* [VORGEGEBENER TEXT]
--- --- ---

Rz. 228

Ein innergemeinschaftlicher Erwerb liegt nicht vor, wenn die in § 1a Abs. 3 Nr. 1 UStG genannten Unternehmer zusätzlich die Voraussetzung gem. § 1a Abs. 3 Nr. 2 UStG erfüllen, nämlich mit ihren Erwerben eine bestimmte Erwerbsschwelle nicht überschreiten. Diese Erwerbsschwelle ist auch für Lieferungen im Versandhandel maßgebend, wenn der Ort der Lieferung im Inland liegt.[1]  Die Regelung, die mit der Kleinunternehmerregelung nach § 19 Abs. 1 UStG vergleichbar ist, dient der Steuervereinfachung sowohl für den Steuerpflichtigen, der von den damit verbundenen Erklärungen und Aufzeichnungen befreit ist, als auch für die Finanzverwaltung, die in Bagatellfällen keine gesonderte Veranlagung durchführen muss.

--- --- ---

* [BEREITGESTELLTE ZEILEN]

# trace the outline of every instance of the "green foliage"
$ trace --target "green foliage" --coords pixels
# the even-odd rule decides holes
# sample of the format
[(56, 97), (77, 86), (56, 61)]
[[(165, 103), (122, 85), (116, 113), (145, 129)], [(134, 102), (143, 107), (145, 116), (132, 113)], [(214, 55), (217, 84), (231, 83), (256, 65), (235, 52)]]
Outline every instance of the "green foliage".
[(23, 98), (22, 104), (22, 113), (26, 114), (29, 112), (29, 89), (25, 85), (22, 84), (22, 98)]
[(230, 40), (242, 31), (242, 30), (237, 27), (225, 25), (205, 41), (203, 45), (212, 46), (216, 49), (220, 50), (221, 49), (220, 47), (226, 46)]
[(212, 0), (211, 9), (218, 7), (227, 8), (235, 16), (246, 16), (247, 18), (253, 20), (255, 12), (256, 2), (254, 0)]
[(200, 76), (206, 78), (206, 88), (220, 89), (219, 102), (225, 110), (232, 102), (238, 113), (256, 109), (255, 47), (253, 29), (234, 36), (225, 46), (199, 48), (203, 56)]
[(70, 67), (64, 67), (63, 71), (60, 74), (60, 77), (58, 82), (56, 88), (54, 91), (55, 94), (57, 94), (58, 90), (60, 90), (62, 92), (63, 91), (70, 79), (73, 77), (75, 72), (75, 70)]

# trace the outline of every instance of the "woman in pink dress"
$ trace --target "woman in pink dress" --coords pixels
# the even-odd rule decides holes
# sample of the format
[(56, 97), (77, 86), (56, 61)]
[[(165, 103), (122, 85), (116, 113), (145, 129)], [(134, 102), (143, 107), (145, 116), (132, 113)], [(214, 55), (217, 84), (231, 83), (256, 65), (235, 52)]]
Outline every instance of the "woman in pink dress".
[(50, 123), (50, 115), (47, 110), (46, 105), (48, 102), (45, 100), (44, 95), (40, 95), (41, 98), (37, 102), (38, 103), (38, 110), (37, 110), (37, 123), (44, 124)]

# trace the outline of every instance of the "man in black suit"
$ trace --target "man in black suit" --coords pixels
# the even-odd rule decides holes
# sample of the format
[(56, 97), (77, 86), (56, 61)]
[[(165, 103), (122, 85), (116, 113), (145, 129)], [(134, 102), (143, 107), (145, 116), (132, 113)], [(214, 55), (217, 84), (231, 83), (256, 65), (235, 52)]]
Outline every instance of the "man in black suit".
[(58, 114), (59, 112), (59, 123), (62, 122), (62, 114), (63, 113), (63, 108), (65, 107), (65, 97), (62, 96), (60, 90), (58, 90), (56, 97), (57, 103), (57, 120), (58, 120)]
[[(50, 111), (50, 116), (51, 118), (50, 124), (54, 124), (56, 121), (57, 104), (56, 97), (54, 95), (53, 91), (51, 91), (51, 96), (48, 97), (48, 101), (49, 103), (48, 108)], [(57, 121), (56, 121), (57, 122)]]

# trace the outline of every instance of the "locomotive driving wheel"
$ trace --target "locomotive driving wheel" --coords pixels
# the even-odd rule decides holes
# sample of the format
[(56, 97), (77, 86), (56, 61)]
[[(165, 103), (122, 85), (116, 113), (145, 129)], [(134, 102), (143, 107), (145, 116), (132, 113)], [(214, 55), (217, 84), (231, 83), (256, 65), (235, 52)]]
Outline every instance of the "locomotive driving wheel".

--- --- ---

* [ZU ERLEDIGEN]
1. Bitte entnimm dem Text zur Erwerbsschwelle wörtlich den Teil, der mit den Worten „Ein innergemeinschaftlicher Erwerb“ beginnt und mit „Veranlagung durchführen muss.“ endet.
2. Ändere in den bereitgestellten Zeilen „green foliage“ zu „green leaves“, und zwar vom Anfang der Zeilen bis einschließlich der Zeile mit „48), (203, 56)]“. Gib nur diesen Abschnitt aus und lass alles Übrige darin unverändert.
Der Text und die Zeilen haben nichts miteinander zu tun.

* [ERGEBNISSE JE AUFGABE]
1.
Ein innergemeinschaftlicher Erwerb liegt nicht vor, wenn die in § 1a Abs. 3 Nr. 1 UStG genannten Unternehmer zusätzlich die Voraussetzung gem. § 1a Abs. 3 Nr. 2 UStG erfüllen, nämlich mit ihren Erwerben eine bestimmte Erwerbsschwelle nicht überschreiten. Diese Erwerbsschwelle ist auch für Lieferungen im Versandhandel maßgebend, wenn der Ort der Lieferung im Inland liegt.[1]  Die Regelung, die mit der Kleinunternehmerregelung nach § 19 Abs. 1 UStG vergleichbar ist, dient der Steuervereinfachung sowohl für den Steuerpflichtigen, der von den damit verbundenen Erklärungen und Aufzeichnungen befreit ist, als auch für die Finanzverwaltung, die in Bagatellfällen keine gesonderte Veranlagung durchführen muss.

2.
# trace the outline of every instance of the "green leaves"
$ trace --target "green leaves" --coords pixels
# the even-odd rule decides holes
# sample of the format
[(56, 97), (77, 86), (56, 61)]
[[(165, 103), (122, 85), (116, 113), (145, 129)], [(134, 102), (143, 107), (145, 116), (132, 113)], [(214, 55), (217, 84), (231, 83), (256, 65), (235, 52)]]
Outline every instance of the "green leaves".
[(23, 98), (22, 104), (22, 113), (26, 114), (29, 112), (29, 89), (25, 85), (22, 84), (22, 98)]
[(230, 40), (242, 31), (242, 30), (237, 27), (225, 25), (205, 41), (203, 45), (212, 46), (216, 49), (220, 50), (221, 49), (220, 47), (226, 46)]
[(212, 0), (211, 9), (218, 7), (227, 8), (235, 16), (246, 16), (247, 18), (253, 20), (255, 12), (256, 2), (254, 0)]
[(200, 76), (206, 78), (206, 88), (220, 89), (219, 102), (225, 110), (232, 102), (238, 113), (256, 109), (255, 47), (253, 29), (234, 36), (225, 46), (199, 48), (203, 56)]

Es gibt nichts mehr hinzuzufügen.